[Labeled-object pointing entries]
=======
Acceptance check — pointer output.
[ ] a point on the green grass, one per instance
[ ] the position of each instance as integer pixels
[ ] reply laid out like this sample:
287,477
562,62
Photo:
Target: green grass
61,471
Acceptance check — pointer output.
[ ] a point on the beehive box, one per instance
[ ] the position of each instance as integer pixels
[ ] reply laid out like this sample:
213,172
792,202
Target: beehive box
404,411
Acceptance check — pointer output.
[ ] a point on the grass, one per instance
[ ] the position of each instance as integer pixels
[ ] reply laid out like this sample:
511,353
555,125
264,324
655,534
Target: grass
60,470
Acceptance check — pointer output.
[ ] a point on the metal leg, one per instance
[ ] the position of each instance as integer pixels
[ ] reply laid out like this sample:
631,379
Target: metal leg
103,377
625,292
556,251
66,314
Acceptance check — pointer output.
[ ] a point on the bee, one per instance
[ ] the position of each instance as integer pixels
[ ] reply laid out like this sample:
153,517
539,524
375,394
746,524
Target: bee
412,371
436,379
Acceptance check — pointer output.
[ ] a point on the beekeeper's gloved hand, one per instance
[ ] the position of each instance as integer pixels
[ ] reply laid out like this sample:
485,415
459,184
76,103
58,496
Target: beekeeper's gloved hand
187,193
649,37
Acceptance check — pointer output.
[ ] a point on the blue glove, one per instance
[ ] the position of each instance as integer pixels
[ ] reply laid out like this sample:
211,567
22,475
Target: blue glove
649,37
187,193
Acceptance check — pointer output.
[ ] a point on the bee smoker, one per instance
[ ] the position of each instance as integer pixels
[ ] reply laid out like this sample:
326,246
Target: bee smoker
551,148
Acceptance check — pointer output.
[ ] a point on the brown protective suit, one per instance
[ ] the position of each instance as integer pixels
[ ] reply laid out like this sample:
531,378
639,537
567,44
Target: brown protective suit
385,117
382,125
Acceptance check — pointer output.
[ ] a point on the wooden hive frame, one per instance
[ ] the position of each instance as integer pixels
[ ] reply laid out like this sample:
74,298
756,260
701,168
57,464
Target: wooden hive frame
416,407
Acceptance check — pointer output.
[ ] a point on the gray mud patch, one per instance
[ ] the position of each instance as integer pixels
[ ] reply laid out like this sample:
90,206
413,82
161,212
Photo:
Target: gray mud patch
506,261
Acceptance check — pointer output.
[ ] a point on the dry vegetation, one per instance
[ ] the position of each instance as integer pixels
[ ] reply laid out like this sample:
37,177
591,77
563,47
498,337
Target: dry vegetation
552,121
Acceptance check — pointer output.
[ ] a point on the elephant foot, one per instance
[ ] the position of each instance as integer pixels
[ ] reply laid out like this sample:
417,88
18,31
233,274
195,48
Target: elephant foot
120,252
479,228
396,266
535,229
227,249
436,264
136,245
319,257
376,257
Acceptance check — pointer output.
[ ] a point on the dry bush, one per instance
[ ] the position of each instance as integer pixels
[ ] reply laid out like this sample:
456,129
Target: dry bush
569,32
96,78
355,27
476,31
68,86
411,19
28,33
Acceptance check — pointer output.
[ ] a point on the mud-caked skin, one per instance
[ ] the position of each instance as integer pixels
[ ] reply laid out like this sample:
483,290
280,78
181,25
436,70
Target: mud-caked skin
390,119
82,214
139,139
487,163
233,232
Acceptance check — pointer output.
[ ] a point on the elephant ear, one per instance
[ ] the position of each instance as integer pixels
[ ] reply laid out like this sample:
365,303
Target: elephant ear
=======
• **What to work on**: Find every line in the records above that contains the word "gray", and copy each of those lines in full.

• **Answer to this exercise**:
[ ] a point on the gray mud patch, one per instance
Target: gray mud patch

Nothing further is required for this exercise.